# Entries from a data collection
'''
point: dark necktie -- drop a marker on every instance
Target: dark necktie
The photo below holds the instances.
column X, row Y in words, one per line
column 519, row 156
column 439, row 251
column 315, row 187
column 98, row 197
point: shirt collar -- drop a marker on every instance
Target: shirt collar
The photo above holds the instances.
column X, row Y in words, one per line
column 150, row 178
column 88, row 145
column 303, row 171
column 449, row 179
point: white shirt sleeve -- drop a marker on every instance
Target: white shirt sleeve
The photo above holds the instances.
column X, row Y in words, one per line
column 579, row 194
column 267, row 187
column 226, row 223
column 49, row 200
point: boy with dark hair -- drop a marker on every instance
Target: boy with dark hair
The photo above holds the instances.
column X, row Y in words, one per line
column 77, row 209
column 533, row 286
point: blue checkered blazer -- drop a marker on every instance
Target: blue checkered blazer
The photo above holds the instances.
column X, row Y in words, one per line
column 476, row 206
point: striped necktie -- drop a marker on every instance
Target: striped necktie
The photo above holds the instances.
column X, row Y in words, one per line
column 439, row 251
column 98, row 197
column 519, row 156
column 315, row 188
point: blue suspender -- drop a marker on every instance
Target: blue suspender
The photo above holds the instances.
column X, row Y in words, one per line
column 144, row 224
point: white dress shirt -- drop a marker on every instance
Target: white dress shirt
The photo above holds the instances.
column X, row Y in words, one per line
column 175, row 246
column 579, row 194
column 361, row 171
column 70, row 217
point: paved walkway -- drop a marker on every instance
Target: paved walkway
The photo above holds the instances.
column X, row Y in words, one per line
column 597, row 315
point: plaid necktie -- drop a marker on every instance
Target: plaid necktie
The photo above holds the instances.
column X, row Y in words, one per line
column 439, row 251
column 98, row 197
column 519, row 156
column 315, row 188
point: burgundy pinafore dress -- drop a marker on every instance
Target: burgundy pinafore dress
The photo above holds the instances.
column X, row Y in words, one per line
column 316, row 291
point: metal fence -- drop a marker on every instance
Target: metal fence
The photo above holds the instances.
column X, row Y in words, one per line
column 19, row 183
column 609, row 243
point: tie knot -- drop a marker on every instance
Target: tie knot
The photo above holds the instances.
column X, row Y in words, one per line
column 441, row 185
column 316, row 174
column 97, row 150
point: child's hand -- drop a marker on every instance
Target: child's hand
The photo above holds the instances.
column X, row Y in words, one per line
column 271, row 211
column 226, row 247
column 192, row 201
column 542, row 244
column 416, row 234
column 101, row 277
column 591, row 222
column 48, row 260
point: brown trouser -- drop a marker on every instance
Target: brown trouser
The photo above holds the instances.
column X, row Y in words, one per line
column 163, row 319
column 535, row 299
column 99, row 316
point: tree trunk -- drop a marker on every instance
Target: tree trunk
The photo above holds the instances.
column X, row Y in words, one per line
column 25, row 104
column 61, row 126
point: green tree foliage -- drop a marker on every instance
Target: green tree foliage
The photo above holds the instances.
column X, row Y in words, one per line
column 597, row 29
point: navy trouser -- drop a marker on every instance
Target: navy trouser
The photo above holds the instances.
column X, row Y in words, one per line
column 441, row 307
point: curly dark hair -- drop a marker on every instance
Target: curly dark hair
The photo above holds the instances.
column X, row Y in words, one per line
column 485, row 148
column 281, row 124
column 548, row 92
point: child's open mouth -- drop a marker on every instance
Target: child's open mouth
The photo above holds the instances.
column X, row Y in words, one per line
'''
Reproduce all of the entries above, substituting "place a pin on" for every occurrence of "drop a marker on" and leaving everything else unchanged.

point: dark necktie -- place a pin on every instance
Target: dark necktie
The photo below holds the instances.
column X, row Y in words, one per line
column 519, row 156
column 439, row 251
column 315, row 187
column 98, row 197
point: shirt collar -- place a pin on every instance
Target: shirt collar
The photo above holds the instances.
column X, row Y in words, one per line
column 150, row 178
column 88, row 145
column 303, row 171
column 449, row 179
point: white shirt sleeve -- place a pin on every instance
Target: white shirt sleeve
The photo above holds the instances.
column X, row Y in words, one per line
column 579, row 194
column 267, row 187
column 226, row 223
column 49, row 200
point: boy with dark hair -- place a pin on every instance
Target: boy with dark hair
The photo above holds the instances.
column X, row Y in words, one per line
column 77, row 209
column 533, row 286
point: blue checkered blazer -- place a pin on every instance
Target: blue checkered blazer
The photo above holds the instances.
column X, row Y in words, one per line
column 476, row 206
point: striped necktie -- place a pin on every instance
Target: striped necktie
The photo above holds the instances.
column X, row Y in words, one per line
column 439, row 251
column 98, row 197
column 519, row 156
column 315, row 188
point: blue suspender -- place a pin on every instance
Target: blue suspender
The photo above holds the instances.
column X, row Y in words, one per line
column 144, row 224
point: white dress shirt -- place a pin on every instance
Target: white dress shirt
The photo above holds the instances.
column X, row Y in words, one per line
column 175, row 246
column 579, row 194
column 361, row 171
column 70, row 217
point: paved walkway -- place a pin on every instance
Target: paved walkway
The photo above holds the instances.
column X, row Y in words, one per line
column 597, row 315
point: plaid necktie -- place a pin on every instance
Target: plaid necktie
The photo above holds the instances.
column X, row Y in words, one per line
column 439, row 251
column 98, row 197
column 519, row 156
column 315, row 188
point: burgundy pinafore dress -- place a pin on every instance
Target: burgundy pinafore dress
The photo above holds the instances.
column X, row Y in words, one per line
column 316, row 291
point: metal fence -- place a pin on every instance
Target: metal fence
The photo above holds the instances.
column X, row Y in words, one per line
column 19, row 183
column 609, row 243
point: tie knot -- place a pin on every instance
Target: tie knot
The photo above holds the instances.
column X, row Y in words, one per line
column 441, row 185
column 316, row 174
column 97, row 150
point: child's hand -- place a pin on every instance
Target: child's hand
The photo above holds the instances.
column X, row Y in words, one per line
column 271, row 211
column 226, row 247
column 192, row 201
column 542, row 244
column 416, row 234
column 101, row 277
column 591, row 222
column 48, row 260
point: brown trouser -- place a pin on every instance
Target: brown trouser
The photo above holds the instances.
column X, row Y in words, one per line
column 163, row 319
column 535, row 299
column 99, row 316
point: tree trunk -- place a pin on every instance
Target: tree trunk
The photo above holds the instances.
column X, row Y in words, one per line
column 25, row 104
column 61, row 126
point: green tree foliage -- place a pin on every instance
Target: green tree foliage
The photo above holds the instances.
column X, row Y in words, one per line
column 597, row 29
point: navy trouser -- place a pin on every instance
Target: navy trouser
The photo above holds the instances.
column X, row Y in words, one per line
column 441, row 307
point: curly dark hair -- place a pin on every instance
Target: curly dark hair
The photo above holds the instances.
column X, row Y in words, one per line
column 485, row 148
column 281, row 124
column 548, row 92
point: child's open mouth -- place a pin on every instance
Target: child's open mouth
The photo above holds the instances.
column X, row Y in words, one per line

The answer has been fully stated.